## WHAT YOU NEED TO DO
Recast the items below as a numbered list, from the line that contains "Examine this interface and locate the smoke plume." up to and including the line that contains "[225,158,281,179]". Leave out any blank lines.

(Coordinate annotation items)

▬▬▬▬▬▬

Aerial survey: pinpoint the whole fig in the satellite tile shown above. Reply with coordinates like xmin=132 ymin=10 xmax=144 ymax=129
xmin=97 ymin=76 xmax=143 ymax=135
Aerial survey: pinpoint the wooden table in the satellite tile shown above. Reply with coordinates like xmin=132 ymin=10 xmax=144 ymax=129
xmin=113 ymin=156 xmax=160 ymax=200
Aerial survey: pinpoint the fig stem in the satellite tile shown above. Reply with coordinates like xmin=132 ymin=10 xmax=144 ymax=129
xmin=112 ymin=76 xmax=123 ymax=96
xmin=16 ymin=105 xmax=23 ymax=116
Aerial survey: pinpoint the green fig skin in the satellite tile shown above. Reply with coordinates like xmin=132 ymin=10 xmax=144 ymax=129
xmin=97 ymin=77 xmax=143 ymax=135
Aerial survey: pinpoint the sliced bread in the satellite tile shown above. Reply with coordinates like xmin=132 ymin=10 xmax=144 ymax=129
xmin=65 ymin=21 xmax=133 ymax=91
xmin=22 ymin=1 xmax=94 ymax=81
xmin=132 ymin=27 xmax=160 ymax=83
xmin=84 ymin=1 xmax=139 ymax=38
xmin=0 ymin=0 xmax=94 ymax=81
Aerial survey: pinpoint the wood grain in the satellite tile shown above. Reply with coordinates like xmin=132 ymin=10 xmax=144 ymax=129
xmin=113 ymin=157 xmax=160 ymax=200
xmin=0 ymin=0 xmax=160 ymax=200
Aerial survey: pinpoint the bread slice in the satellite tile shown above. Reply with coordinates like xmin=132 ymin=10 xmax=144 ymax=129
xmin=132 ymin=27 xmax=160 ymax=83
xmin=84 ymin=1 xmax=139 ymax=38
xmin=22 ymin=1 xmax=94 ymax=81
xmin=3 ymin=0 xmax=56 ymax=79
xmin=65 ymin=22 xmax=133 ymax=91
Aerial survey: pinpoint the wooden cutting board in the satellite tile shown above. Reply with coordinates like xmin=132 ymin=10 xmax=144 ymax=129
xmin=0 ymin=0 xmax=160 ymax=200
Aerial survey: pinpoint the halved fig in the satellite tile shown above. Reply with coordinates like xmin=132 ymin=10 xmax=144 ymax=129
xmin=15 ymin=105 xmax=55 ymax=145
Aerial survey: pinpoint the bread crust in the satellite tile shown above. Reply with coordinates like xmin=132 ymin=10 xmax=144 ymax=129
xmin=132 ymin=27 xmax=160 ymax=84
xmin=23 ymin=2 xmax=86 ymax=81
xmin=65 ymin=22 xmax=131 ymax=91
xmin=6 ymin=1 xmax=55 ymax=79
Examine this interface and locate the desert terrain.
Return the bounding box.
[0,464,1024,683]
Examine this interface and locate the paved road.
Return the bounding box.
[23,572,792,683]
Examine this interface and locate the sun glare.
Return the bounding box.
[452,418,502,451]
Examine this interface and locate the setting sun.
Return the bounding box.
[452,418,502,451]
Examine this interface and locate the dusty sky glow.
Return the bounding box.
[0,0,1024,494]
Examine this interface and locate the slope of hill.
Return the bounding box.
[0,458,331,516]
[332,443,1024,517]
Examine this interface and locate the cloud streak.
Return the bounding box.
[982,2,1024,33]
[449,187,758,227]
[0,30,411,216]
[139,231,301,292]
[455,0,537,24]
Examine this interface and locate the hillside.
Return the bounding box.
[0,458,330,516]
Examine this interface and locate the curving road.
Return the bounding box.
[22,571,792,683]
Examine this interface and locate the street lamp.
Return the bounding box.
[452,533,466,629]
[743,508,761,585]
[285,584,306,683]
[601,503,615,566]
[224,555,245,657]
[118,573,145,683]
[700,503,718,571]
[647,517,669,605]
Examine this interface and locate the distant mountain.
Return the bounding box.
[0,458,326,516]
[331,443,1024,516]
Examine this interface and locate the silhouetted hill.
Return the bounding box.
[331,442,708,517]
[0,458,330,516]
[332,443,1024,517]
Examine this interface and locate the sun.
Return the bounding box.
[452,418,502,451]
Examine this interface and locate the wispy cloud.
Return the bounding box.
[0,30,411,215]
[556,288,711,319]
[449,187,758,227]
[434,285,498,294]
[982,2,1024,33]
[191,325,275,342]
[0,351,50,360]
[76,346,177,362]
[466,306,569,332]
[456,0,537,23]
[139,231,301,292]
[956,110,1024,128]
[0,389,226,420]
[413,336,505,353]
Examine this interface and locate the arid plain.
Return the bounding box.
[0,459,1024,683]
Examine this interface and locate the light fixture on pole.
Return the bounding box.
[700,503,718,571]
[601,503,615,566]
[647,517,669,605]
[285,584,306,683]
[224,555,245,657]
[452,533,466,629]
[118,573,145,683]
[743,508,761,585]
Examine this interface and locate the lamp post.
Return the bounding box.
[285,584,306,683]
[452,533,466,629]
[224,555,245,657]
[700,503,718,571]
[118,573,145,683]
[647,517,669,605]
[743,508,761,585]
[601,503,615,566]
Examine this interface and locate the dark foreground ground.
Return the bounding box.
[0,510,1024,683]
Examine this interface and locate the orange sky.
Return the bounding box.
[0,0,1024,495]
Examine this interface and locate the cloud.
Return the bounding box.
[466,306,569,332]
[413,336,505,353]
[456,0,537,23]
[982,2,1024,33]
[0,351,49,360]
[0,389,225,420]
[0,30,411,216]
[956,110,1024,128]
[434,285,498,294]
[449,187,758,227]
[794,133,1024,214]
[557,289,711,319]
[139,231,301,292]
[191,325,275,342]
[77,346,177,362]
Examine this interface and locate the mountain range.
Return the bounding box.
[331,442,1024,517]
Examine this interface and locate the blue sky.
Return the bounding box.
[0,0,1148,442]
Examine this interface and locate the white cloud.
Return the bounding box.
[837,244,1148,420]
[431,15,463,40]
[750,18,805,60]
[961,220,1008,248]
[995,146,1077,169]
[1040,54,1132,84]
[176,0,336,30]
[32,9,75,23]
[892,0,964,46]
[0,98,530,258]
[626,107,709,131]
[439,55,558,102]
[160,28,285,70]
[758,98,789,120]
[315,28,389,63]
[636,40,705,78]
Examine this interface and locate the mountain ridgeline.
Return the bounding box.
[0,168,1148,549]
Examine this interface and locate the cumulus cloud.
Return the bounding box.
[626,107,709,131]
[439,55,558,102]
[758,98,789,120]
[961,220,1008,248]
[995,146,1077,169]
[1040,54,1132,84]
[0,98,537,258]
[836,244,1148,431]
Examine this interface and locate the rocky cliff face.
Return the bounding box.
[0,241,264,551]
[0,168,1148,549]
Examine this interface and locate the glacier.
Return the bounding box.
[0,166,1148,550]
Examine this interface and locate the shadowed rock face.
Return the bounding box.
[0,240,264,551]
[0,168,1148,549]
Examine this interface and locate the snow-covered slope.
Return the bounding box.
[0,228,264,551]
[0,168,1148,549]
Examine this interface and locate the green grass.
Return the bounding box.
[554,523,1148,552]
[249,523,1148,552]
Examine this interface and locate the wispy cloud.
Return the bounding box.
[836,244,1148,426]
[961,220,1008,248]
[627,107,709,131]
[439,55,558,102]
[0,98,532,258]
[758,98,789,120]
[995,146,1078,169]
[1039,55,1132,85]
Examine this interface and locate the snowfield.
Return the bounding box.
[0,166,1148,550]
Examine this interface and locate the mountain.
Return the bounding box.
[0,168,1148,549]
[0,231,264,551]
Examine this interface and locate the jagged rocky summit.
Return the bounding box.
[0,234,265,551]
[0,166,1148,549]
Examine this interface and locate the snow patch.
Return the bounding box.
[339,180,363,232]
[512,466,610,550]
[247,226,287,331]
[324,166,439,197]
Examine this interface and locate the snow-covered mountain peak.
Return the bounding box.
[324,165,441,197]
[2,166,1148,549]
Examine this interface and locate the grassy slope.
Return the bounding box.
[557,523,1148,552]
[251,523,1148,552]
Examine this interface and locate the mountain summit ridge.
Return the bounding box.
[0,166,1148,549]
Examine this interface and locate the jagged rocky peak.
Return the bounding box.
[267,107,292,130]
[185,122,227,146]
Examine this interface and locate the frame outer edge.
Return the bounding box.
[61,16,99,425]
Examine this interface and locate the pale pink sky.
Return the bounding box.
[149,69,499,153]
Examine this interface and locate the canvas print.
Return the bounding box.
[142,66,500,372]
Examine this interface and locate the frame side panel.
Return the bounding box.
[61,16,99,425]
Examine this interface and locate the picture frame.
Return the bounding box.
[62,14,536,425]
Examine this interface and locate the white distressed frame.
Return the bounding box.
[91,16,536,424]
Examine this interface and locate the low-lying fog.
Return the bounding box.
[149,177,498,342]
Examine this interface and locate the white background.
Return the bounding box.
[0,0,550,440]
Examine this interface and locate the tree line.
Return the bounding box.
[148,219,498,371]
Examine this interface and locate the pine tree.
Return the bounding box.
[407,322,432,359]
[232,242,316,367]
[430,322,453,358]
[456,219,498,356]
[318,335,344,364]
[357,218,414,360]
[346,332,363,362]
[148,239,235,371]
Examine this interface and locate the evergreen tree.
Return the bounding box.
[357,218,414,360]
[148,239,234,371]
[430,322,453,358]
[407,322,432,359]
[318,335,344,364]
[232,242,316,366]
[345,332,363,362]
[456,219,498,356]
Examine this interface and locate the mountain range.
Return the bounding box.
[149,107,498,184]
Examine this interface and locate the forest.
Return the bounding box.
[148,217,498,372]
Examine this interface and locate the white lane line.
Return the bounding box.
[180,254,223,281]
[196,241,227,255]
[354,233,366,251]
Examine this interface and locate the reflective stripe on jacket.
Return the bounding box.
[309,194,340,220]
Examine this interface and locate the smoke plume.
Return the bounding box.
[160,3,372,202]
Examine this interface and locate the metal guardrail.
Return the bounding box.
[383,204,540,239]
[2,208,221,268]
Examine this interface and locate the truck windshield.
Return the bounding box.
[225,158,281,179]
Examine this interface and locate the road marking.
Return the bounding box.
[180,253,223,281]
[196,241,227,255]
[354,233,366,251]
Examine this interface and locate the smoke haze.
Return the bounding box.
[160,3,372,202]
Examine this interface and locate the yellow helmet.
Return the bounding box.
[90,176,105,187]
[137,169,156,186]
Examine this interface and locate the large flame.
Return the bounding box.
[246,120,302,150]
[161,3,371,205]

▬▬▬▬▬▬

## SOLVED EXERCISE
1. Examine this interface and locate the smoke plume.
2. Return the bounding box.
3. [160,3,372,202]
4. Examine this interface and locate the metal guardrail.
5. Return the bounding box.
6. [383,204,540,239]
7. [2,208,221,268]
8. Examine this interface and locate the truck windshield.
9. Return the bounding box.
10. [225,158,281,179]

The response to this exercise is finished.